Object point labels
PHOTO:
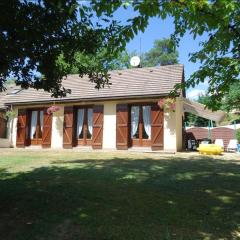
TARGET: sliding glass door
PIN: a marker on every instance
(36, 127)
(141, 125)
(84, 128)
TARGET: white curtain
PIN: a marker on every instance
(90, 120)
(33, 123)
(147, 120)
(41, 120)
(134, 120)
(80, 121)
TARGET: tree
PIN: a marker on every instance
(231, 100)
(219, 54)
(163, 53)
(39, 39)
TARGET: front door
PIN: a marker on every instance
(36, 127)
(84, 128)
(141, 125)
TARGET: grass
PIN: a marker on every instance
(106, 196)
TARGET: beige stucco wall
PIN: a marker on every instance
(12, 129)
(172, 125)
(173, 128)
(179, 124)
(109, 125)
(57, 128)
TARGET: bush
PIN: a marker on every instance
(238, 135)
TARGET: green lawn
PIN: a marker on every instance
(68, 195)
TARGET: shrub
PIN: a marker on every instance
(238, 135)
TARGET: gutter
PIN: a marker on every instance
(59, 100)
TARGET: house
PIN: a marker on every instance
(11, 88)
(124, 115)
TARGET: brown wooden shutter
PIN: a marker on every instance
(68, 127)
(122, 127)
(47, 129)
(157, 127)
(21, 128)
(97, 127)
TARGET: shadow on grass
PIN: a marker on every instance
(122, 199)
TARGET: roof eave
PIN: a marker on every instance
(69, 100)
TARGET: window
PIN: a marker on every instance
(84, 125)
(141, 123)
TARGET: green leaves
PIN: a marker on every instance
(163, 53)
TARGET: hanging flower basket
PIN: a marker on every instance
(10, 114)
(52, 109)
(168, 104)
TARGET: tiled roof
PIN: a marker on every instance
(129, 83)
(4, 95)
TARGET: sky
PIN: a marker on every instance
(158, 29)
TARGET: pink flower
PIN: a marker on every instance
(173, 106)
(52, 109)
(161, 103)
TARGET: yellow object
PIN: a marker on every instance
(210, 149)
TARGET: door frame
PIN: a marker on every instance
(84, 141)
(37, 141)
(140, 142)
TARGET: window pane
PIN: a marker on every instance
(80, 118)
(33, 124)
(146, 122)
(135, 121)
(90, 123)
(41, 125)
(136, 135)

AIM
Lay out every line of the items above as a numbered list, skipping blank lines. Leave out the pictures.

RESPONSE TO THE EXERCISE
1. PHOTO:
2. TARGET: sliding glass door
3. PIN: a marker on every instance
4. (36, 127)
5. (141, 125)
6. (84, 128)
7. TARGET: white curtain
8. PIN: a marker on every instance
9. (90, 120)
10. (33, 123)
11. (147, 120)
12. (41, 120)
13. (134, 120)
14. (80, 121)
15. TARGET: tree
16. PIN: a marker on every instance
17. (231, 100)
18. (219, 54)
19. (163, 53)
20. (39, 39)
21. TARGET: front door
22. PIN: a marker on every instance
23. (36, 127)
24. (84, 128)
25. (141, 125)
26. TARGET: grass
27. PIN: a marker on every instance
28. (106, 196)
29. TARGET: beige stucco wall
30. PIN: a marker on every instance
31. (12, 129)
32. (172, 125)
33. (173, 128)
34. (179, 124)
35. (109, 125)
36. (57, 128)
37. TARGET: bush
38. PIN: a marker on every instance
39. (238, 135)
40. TARGET: green lawn
41. PIN: a marker on every instance
42. (68, 195)
43. TARGET: shrub
44. PIN: a marker on every instance
45. (238, 135)
46. TARGET: gutter
47. PIN: a marker on every instance
48. (59, 100)
49. TARGET: house
50. PIN: a marker on every instance
51. (11, 88)
52. (124, 115)
53. TARGET: brown wooden shutter
54. PIN: a marker on every instance
55. (68, 127)
56. (122, 127)
57. (47, 129)
58. (157, 127)
59. (21, 128)
60. (97, 127)
61. TARGET: shadow on grass
62. PIN: a marker on every instance
63. (122, 199)
64. TARGET: roof eave
65. PIN: a marker on every instance
66. (69, 100)
67. TARGET: window
68. PIN: a marker on every instance
69. (84, 125)
70. (141, 123)
71. TARGET: green leaves
72. PIN: a marker on every instance
73. (163, 53)
74. TARGET: hanging flower basket
75. PIN: a marker on every instance
76. (10, 114)
77. (52, 109)
78. (168, 104)
79. TARGET: tiled roof
80. PIN: a marker on every instance
81. (129, 83)
82. (4, 95)
83. TARGET: sky
84. PIN: a marker on every instance
85. (158, 29)
86. TARGET: pink flower
87. PIN: a marker on every instance
88. (173, 106)
89. (52, 109)
90. (161, 103)
91. TARGET: yellow object
92. PIN: a marker on every instance
93. (210, 149)
94. TARGET: door frame
95. PIN: a marker on every instance
96. (84, 141)
97. (37, 141)
98. (140, 142)
99. TARGET: window pane
100. PIN: a marker on every instance
101. (80, 118)
102. (33, 124)
103. (146, 122)
104. (135, 121)
105. (90, 123)
106. (41, 125)
107. (136, 135)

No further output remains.